I'd like the entries repeated exactly, pictures omitted.

- - -

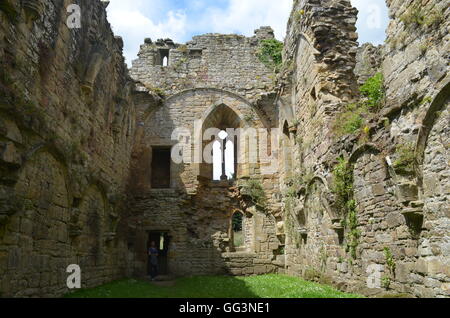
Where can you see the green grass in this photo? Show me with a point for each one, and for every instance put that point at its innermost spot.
(267, 286)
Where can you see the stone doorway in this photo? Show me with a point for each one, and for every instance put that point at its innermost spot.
(162, 240)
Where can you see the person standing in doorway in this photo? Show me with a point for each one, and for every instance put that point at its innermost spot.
(153, 255)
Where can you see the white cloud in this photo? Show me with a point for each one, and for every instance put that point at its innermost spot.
(372, 20)
(128, 19)
(246, 16)
(136, 20)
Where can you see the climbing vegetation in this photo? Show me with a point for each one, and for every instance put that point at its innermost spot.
(9, 10)
(373, 90)
(353, 117)
(270, 53)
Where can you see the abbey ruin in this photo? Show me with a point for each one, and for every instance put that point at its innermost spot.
(359, 198)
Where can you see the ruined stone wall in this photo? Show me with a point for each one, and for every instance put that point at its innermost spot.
(66, 134)
(213, 81)
(401, 227)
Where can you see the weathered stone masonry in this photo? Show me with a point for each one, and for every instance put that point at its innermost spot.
(402, 221)
(66, 133)
(78, 136)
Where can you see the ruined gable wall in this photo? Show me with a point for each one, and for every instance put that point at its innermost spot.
(66, 133)
(212, 78)
(403, 213)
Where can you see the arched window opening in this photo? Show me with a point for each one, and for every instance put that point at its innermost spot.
(238, 230)
(223, 158)
(164, 57)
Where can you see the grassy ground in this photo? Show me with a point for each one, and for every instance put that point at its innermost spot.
(267, 286)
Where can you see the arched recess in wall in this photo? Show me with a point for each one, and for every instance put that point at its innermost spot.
(90, 221)
(41, 223)
(266, 122)
(439, 103)
(434, 181)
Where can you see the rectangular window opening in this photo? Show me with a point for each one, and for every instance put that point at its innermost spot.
(161, 161)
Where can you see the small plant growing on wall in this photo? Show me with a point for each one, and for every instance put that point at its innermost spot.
(373, 90)
(270, 53)
(343, 189)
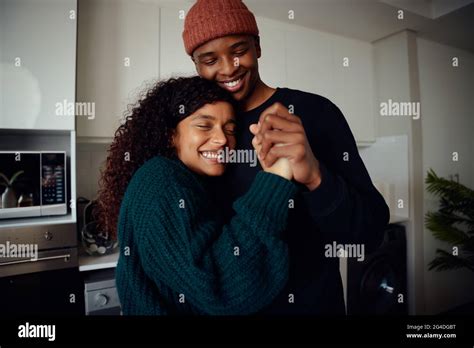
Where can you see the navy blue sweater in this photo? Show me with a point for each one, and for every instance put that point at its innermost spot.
(345, 208)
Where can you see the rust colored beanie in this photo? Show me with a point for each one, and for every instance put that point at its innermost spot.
(210, 19)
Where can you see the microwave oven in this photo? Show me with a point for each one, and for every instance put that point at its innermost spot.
(32, 183)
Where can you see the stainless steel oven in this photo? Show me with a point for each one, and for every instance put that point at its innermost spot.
(43, 279)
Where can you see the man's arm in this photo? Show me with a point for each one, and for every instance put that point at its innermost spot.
(345, 204)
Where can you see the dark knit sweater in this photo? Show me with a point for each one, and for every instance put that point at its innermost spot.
(345, 208)
(176, 255)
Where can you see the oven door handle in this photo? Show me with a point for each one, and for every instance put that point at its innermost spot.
(66, 258)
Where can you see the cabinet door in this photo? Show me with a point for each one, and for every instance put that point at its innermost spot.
(272, 63)
(354, 86)
(37, 64)
(118, 51)
(174, 61)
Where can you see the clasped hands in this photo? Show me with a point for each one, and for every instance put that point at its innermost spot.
(282, 146)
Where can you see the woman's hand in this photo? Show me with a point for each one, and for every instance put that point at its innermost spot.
(281, 167)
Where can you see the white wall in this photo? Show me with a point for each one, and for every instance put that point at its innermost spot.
(109, 32)
(37, 63)
(447, 101)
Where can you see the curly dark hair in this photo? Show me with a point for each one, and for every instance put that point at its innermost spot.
(147, 132)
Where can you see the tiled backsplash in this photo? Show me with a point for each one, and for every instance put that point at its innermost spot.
(387, 163)
(90, 159)
(386, 160)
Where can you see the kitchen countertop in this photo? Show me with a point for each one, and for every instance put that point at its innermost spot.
(91, 263)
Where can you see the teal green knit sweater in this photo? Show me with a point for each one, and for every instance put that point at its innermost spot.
(175, 256)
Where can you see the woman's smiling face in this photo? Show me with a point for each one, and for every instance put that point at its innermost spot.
(200, 136)
(232, 62)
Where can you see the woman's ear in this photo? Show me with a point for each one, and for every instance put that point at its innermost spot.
(174, 138)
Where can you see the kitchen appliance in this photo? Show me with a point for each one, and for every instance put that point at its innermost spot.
(378, 285)
(33, 183)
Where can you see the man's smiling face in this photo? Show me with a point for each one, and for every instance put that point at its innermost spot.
(232, 62)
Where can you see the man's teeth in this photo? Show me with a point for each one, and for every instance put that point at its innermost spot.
(232, 83)
(208, 154)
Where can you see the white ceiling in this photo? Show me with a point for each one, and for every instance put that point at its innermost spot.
(447, 21)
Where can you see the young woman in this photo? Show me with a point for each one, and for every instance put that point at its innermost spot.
(176, 255)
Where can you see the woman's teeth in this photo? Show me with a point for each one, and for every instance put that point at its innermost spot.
(232, 83)
(209, 154)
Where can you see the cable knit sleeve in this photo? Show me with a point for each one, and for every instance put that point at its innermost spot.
(216, 269)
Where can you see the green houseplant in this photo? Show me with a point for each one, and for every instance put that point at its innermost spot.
(452, 223)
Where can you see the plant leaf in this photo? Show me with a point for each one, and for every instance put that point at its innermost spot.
(16, 175)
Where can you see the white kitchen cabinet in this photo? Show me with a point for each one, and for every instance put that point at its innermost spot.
(37, 64)
(309, 61)
(354, 86)
(118, 51)
(315, 64)
(174, 61)
(272, 63)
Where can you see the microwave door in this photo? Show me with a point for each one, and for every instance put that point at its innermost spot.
(20, 189)
(53, 183)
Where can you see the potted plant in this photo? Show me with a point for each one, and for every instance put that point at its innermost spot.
(452, 223)
(9, 195)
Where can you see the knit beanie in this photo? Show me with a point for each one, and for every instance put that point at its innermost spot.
(211, 19)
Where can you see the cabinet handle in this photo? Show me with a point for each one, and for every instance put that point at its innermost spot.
(66, 257)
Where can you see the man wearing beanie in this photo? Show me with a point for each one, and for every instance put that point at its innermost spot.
(338, 202)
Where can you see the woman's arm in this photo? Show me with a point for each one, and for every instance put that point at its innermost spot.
(238, 268)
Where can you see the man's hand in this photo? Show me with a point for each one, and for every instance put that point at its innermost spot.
(281, 135)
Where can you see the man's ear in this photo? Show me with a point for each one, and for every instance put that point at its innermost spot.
(258, 49)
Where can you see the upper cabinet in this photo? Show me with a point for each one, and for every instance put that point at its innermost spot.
(337, 68)
(174, 61)
(354, 92)
(37, 64)
(124, 44)
(118, 51)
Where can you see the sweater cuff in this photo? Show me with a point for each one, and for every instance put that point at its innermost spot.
(323, 200)
(270, 193)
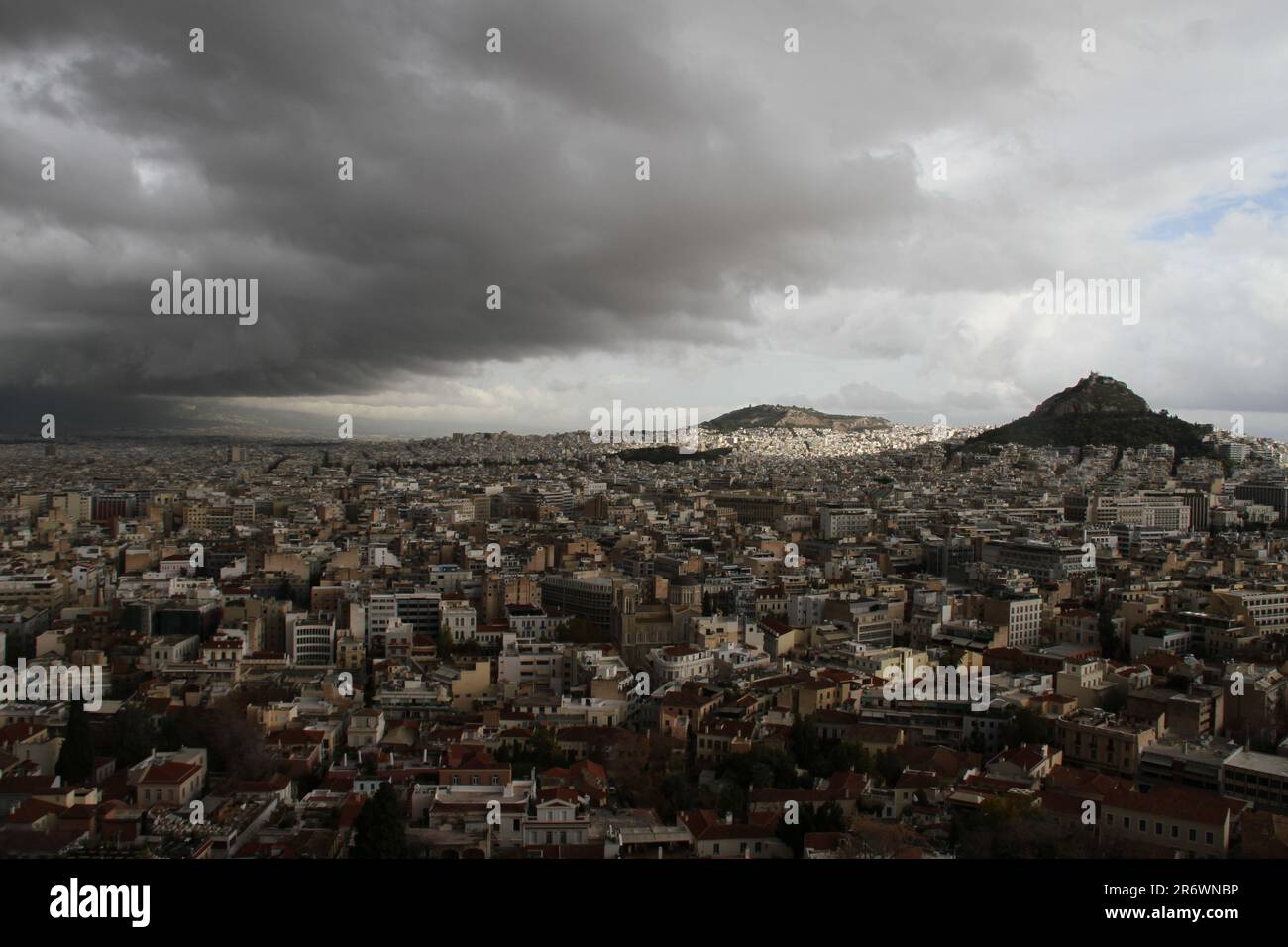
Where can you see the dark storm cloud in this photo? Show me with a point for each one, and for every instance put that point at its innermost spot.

- - -

* **SOLUTION FOR THIS PROBLEM**
Where can you see the green grass in this photo? Show me with a point for each one, and for every instance put that point at its innermost spot.
(267, 286)
Where can you see the stone doorway in this photo? Show me with a point for each one, and for every instance put that point at its innermost spot.
(162, 240)
Where can you see the person standing in doorway in this photo? Show me with a point for each one, and for every instance put that point at its innermost spot.
(153, 255)
Where can you see the white cloud in this photo? Show me with a point for each one, and for every instance put that point at its innermost spot.
(372, 20)
(128, 19)
(246, 16)
(136, 20)
Where can you see the climbing vegetation in this photo? Show me with a point for each one, and for every instance put that point at its innermost spot.
(9, 10)
(373, 90)
(353, 117)
(270, 53)
Where can you see the abbey ruin in this photo? Show me with a point for each one, and for every instance put that point at its innermost spot.
(359, 198)
Where can you see the ruined stone wall in this photo? Show me with a point for each one, and for every instance put that point at its innermost spot.
(66, 134)
(213, 81)
(401, 227)
Where can you see the weathered stone masonry in this photo? Show me with a point for each one, and for every instance put that point at its innermost spot.
(402, 221)
(66, 133)
(78, 136)
Where can you see the ruined gable wall in this photo? Show me with a point for each one, and for every instance put that point at its innermost spot.
(66, 133)
(212, 78)
(403, 213)
Where can you see the arched window opening in this photo? Show me with a point for each one, and for every instance put that point at its innermost spot.
(238, 230)
(223, 158)
(164, 57)
Where can you see the grassy ground in this photo? Show me with a point for each one, and for every instance put that point at its innermost spot.
(267, 286)
Where can you see the arched recess in wall in this photo? Show me with a point for each one, and for every instance put that point at its innermost spot.
(90, 221)
(41, 223)
(266, 122)
(439, 103)
(434, 181)
Where can you see the rectangular window opening in this photo? Show me with a point for each one, and for every instance put that point at its innermost spot.
(161, 161)
Where can you see the small plant growing on wall in this photo? Show me with a point for each one, and for every instance put that point at its innermost spot.
(373, 90)
(270, 53)
(343, 189)
Where can you see the navy blue sweater in this photo? Show me with a point for each one, and for every instance put that point at its innermost spot.
(345, 208)
Where can you see the rust colored beanie in this photo? Show me with a point for each one, and for every instance put that point at its innermost spot.
(210, 19)
Where can you see the microwave oven in this photo? Show me with a point for each one, and for every instance put that point at its innermost spot.
(32, 183)
Where can you see the stainless steel oven in this photo? Show me with a point for each one, and for every instance put that point at its innermost spot.
(43, 279)
Where can you see the man's arm in this photo? Show me with a point for each one, and for every instance put that point at its innermost spot.
(345, 204)
Where can you see the dark knit sweater in this photo? Show me with a point for each one, and for every instance put that point at its innermost spot.
(345, 208)
(176, 255)
Where can you see the oven door handle in this photo? Show me with a point for each one, and for every instance put that point at its innermost spot.
(66, 258)
Where can you see the cabinet door in this photo? Show me with a point for each one, and for every instance put that point at its innermost spot.
(272, 63)
(354, 86)
(37, 64)
(118, 51)
(174, 61)
Where can you see the clasped hands in this photo? Show me with a point for each one, and for every instance put that point at its innermost spot.
(282, 146)
Where can you see the woman's hand in this photo? Show me with a point for each one, and for every instance put that point at its innermost spot.
(281, 167)
Where can you see the white wall in this photo? Show me with a point for each one, and for every instance put that point at its innermost spot.
(109, 32)
(37, 63)
(447, 101)
Where can you see the curly dark hair in this photo? Show me with a point for each one, and for every instance put that point at its innermost spot.
(147, 132)
Where can you see the tiled backsplash in this photo? Show me with a point for each one, and for every instance put that point at its innermost spot.
(387, 163)
(90, 159)
(386, 160)
Where can you see the kitchen countertop in this photo? Show me with a point for each one, and for every instance put that point at its innermost spot.
(91, 263)
Where can you see the teal green knit sweater in this photo? Show me with a point for each one, and for every instance put that point at its innermost spot.
(175, 256)
Where can you see the woman's smiling face in this photo? Show me with a point for each one, and for every instance put that point at its innermost spot.
(200, 136)
(232, 62)
Where can you see the woman's ear in this photo? Show me with a point for each one, and for every instance put that point at its innermost spot.
(174, 138)
Where can you see the kitchen appliance in this photo? Show me with a point for each one, and for every instance put that point at its innermost spot.
(378, 285)
(33, 183)
Where can you see the man's smiling face in this photo? Show me with a point for each one, and for every instance put that point at its innermost spot.
(232, 62)
Where can you see the man's teeth in this photo? Show me with a point for each one, and for every instance put that point at its innermost spot.
(232, 83)
(208, 154)
Where can you see the white ceiling in this photo? Show me with a point for each one, and for every instance put that point at its innermost spot.
(447, 21)
Where can you see the young woman in this photo? Show me with a point for each one, and for every instance put that point at its innermost spot.
(176, 255)
Where can you see the woman's teeth in this photo? Show me with a point for each one, and for every instance put that point at its innermost spot.
(232, 83)
(209, 154)
Where can you see the cable knit sleeve in this photo? Show me with a point for each one, and for every instance put that point at its innermost spot.
(216, 269)
Where can you see the green houseplant in this photo? Show me with a point for each one, and for every instance put that point at its innermost spot.
(452, 223)
Where can you see the plant leaf in this photo? Show me with a point for each one, and for every instance put that point at its innermost spot.
(16, 175)
Where can you see the white kitchen cabinet in this photo? Show me with a point for each one, and for every instance put that point at its innermost spot.
(37, 64)
(309, 61)
(354, 86)
(118, 51)
(315, 64)
(174, 61)
(272, 63)
Where can you see the microwave door in this photo? Show me with a point for each one, and for every instance put that point at its innermost spot.
(20, 189)
(53, 183)
Where can you see the potted plant in this photo? Show me with a point for each one, and for every instance put that point at its innermost spot.
(452, 223)
(9, 195)
Where can you see the knit beanie in this photo? Show me with a point for each one, and for every instance put that point at its innermost spot.
(211, 19)
Where can you see the cabinet handle in this photo? Show me with a point for each one, and for every instance put that point at its innermost spot.
(66, 257)
Where can you see the man wearing beanie in this photo? Show me with a point for each one, and for every instance put that point at its innermost spot.
(338, 202)
Where can you see the woman's arm in this photo? Show me with a point for each one, and for every instance put that point at its innermost spot.
(238, 268)
Where can you see the man's hand in this photo? Show me with a point for each one, and for every instance put that point at its innermost spot.
(281, 135)
Where can you see the man's ear in this photo? Show me with a point for each one, and for every instance put that point at its innermost spot.
(258, 49)
Where can you see the upper cabinet in this photo? Show me with a point for each one, and for every instance put that point at its innermost spot.
(337, 68)
(174, 61)
(354, 92)
(37, 64)
(124, 44)
(118, 51)
Where can you see the sweater cuff in this photo? Show me with a point for each one, and for every instance put that point at its innermost spot.
(323, 200)
(270, 193)
Where can you see the dark storm cloud in this photo? Show me with a point for each one, and for every instance put that point at its innermost spot.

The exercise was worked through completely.